> [Extract to read]:
Seems odd that this guy is teaching this class and hasn't heard of other programs that off anything similar.
This sounds really badass, but they never mention how many people are taking the class, and how long they spend on these projects. If you have 15 students taking this, it's probably a justified course and could probably warrant its own major eventually but if it's only four, than the University may not see it as being worth a whole group of teachers.
I definitely feel that it's a great thing to be teaching in an age where automation is becoming more frequent, and if formal education (opposed to hands-on) is the way to train the next generation in trouble-shooting these designs, than I hope it spreads in popularity.
During part of “New Genesis,” the musicians played the light instruments and “taught” automated lights to play along with them. Later, these mechanical lights appeared to teach the musicians a tune... sounds really cool, I wish there was some sort of a video of this.
and
The third part involved creating a way to track an actor on stage and reproduce that track in a way that a motorized object could follow, appearing to travel in the actor’s footsteps... goodbye follow spot operators.

> [Assigned task 1]:
Answer these from the comments on the automated-lighting class:
(a) How many students taking the class does one comment say would probably make it a justified course?
(b) During part of "New Genesis," what did the musicians "teach" the automated lights to do?
(c) What did the third part involve creating?
> [Assigned task 2]:
Carry on the comments on the automated-lighting class, starting after the last sentence shown.

Descriptions of regions in natural language:
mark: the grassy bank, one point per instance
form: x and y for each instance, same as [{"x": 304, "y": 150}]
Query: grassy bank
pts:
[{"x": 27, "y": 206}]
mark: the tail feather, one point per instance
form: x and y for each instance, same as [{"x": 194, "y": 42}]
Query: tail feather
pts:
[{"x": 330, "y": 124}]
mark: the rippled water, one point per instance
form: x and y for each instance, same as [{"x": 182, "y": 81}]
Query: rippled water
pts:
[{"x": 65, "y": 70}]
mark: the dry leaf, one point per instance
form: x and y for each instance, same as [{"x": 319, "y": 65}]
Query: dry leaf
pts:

> [Answer box 1]:
(a) 15 students.
(b) To play along with them.
(c) A way to track an actor on stage and reproduce that track so a motorized object could follow, appearing to travel in the actor's footsteps.

> [Answer box 2]:
I think this is really cool. Again, it shows taht we are in the midst of a heavy technological era. Theatre technicians need to start having the skills to produce these kinds of stunts. So these intigratative initiatives are a great place to start. Also, programs like BSA and BCSA help students learn both kinds of thinking and how to combine the ways they learn. This would be a class I'd Love to take.
The question I end up asking is, why can't we? Automation is a giant part of professional theatre today and every other major theatre school is equipped to teach it. While we butcher wood, other schools are lifting stages, and we trail behind.
This class seems pretty facinating. I would love to be in a class with a bunch of engineers and get them to see our perspective on things. Most of the time, people don't understand the way we do things and it would also be a very good opportunity to get some outside perspectives as well.
I think it is great that classes like this are being offered. It is interdisciplinary collaboration like this which makes for the fascinating theatre productions which keep drawing audiences and leaving them speechless.